REQUIRED TASK =>
Format the lines of the items beginning with the line that contains "Where can the man's short" and continuing through the line that contains "Where can the seated" as a JSON list of strings, one string per line, skipping blank lines.

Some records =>

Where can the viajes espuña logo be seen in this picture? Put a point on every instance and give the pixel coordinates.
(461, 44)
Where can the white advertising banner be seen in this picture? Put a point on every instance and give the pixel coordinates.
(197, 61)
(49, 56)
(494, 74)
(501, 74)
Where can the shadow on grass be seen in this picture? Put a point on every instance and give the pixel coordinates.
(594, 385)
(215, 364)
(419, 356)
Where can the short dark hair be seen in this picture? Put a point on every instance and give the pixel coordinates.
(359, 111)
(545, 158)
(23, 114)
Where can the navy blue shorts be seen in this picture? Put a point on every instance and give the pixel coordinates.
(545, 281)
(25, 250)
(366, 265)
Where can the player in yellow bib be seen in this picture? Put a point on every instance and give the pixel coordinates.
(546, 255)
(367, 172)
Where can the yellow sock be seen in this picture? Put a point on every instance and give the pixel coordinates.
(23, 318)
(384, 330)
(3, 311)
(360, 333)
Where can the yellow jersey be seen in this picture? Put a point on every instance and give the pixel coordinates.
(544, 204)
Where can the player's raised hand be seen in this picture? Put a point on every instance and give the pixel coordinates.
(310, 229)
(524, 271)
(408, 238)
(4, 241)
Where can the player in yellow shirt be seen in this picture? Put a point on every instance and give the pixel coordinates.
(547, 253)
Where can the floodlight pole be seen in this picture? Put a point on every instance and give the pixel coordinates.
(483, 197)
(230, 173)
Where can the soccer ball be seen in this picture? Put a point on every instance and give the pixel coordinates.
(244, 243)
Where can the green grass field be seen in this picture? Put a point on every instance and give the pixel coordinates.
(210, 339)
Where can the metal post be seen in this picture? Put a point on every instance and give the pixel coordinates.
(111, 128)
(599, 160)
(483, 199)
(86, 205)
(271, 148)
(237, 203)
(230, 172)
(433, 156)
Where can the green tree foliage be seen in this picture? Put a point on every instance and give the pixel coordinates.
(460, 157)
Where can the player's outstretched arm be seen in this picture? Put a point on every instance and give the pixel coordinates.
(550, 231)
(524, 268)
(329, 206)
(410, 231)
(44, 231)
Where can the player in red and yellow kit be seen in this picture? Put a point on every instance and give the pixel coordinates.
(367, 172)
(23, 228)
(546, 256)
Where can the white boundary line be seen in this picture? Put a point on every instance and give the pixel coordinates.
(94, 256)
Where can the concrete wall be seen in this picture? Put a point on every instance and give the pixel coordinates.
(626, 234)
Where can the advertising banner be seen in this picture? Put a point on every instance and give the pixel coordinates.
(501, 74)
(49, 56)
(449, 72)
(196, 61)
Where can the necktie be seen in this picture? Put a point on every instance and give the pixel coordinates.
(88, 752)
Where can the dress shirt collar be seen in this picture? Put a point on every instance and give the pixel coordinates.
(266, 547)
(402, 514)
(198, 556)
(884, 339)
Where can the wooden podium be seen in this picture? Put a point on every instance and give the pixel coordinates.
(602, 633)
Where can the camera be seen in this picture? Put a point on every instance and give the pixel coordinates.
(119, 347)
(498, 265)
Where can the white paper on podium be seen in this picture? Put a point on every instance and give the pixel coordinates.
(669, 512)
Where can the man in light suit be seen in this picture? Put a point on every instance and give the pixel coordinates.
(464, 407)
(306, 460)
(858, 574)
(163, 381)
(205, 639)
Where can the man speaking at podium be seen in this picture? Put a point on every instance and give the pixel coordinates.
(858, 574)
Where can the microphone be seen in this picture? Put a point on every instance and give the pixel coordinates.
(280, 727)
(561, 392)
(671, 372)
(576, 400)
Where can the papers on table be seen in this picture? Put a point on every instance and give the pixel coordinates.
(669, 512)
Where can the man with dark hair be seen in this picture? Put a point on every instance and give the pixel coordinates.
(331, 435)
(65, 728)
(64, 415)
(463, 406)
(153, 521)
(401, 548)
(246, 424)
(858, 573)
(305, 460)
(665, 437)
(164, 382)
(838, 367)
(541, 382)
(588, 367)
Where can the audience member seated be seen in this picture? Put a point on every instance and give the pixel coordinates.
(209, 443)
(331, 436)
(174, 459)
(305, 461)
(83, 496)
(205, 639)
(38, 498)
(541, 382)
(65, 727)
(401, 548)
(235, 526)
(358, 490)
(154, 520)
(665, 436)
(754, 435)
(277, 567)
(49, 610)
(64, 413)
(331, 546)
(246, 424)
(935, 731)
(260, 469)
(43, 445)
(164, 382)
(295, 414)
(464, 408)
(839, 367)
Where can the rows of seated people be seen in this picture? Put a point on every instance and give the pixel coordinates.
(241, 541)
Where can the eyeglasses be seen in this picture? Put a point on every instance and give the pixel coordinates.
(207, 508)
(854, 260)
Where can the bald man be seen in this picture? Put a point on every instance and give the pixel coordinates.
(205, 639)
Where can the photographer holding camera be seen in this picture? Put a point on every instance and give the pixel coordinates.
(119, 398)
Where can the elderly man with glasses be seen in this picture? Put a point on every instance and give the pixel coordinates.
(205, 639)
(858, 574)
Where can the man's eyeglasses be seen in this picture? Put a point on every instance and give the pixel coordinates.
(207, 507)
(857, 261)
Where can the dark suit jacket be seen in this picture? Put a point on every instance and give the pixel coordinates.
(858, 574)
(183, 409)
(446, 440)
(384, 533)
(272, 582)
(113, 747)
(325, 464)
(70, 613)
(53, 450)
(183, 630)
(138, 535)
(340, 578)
* * *
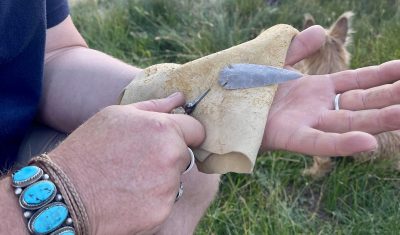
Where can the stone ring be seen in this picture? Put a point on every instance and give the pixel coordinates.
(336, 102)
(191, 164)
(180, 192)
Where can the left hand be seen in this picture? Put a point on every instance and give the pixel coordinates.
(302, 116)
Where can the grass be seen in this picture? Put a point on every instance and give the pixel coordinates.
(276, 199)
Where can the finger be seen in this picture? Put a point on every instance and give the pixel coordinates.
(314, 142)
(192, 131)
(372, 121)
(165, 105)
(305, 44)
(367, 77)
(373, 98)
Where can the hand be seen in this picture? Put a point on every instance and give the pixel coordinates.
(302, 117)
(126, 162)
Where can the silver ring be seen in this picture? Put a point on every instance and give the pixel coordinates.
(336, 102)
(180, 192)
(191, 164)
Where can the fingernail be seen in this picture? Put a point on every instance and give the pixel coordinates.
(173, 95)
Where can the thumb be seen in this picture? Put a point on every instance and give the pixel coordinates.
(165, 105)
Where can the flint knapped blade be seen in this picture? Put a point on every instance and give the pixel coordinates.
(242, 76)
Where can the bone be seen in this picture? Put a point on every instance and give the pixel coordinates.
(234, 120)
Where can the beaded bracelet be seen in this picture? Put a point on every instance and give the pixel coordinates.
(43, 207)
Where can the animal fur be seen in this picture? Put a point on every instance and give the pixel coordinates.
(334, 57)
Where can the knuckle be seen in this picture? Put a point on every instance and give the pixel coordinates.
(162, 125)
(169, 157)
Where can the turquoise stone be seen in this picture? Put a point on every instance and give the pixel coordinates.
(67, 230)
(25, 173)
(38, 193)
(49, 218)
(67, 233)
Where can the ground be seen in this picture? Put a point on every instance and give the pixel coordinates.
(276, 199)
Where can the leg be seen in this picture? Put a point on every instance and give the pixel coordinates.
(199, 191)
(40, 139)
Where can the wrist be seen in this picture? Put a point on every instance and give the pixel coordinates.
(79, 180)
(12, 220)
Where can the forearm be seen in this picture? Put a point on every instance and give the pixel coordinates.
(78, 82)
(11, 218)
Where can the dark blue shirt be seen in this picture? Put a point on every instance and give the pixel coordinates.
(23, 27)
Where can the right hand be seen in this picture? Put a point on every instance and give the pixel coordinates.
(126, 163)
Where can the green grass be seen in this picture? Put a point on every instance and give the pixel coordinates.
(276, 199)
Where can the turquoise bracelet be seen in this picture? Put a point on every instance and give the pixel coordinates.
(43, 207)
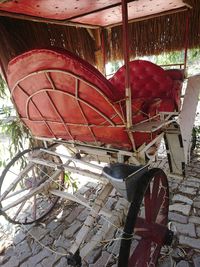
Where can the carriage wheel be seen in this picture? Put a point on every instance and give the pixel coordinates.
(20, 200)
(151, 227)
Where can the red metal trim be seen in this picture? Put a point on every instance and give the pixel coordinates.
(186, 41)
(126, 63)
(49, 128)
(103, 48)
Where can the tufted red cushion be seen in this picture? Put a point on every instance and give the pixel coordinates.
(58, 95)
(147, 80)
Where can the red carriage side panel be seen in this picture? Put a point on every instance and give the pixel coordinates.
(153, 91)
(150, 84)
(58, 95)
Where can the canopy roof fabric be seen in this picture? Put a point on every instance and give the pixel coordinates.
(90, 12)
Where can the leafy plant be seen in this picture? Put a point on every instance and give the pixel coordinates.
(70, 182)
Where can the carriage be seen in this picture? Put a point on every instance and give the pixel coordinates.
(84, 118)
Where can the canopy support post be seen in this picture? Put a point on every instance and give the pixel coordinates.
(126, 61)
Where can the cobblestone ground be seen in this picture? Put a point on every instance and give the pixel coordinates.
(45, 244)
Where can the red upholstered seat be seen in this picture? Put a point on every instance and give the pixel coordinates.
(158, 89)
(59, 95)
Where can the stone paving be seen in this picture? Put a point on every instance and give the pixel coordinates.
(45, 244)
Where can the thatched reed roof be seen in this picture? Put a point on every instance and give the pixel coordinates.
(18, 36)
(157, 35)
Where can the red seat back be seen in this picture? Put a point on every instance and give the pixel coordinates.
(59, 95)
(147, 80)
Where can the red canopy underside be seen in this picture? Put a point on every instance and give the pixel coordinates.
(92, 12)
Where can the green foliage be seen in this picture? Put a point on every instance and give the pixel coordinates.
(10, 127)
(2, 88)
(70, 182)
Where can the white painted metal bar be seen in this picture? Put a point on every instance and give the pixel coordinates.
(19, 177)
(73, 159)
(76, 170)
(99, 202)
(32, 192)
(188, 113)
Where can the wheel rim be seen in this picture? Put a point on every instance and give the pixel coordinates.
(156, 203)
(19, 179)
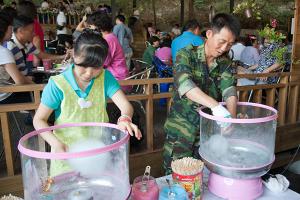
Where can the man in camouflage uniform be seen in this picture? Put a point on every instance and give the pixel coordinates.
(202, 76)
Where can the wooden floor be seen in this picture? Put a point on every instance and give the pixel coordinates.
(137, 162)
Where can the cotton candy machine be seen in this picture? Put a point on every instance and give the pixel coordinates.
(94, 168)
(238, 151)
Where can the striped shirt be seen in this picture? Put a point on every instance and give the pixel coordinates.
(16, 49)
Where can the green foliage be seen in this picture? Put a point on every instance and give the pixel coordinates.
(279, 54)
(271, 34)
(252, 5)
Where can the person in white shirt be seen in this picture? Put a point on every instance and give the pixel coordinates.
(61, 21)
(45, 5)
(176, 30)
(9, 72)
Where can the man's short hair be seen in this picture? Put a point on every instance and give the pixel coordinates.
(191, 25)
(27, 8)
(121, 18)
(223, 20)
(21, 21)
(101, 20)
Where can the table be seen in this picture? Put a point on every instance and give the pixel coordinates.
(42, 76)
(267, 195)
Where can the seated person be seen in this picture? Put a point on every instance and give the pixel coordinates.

WRITTEN SOLUTION =>
[
  "Where can the man's short hair be seen in this picture? Put a point on every instance and give the pixel coordinates.",
  "(191, 25)",
  "(27, 8)",
  "(121, 18)",
  "(223, 20)",
  "(21, 21)",
  "(101, 20)",
  "Where can the table be seen in this picture? Put a point on every instance and give the pixel coordinates.",
  "(42, 76)",
  "(267, 195)",
  "Where can the seated person be seen in this picture? Put a point on every instance and give the pixel coordinates."
]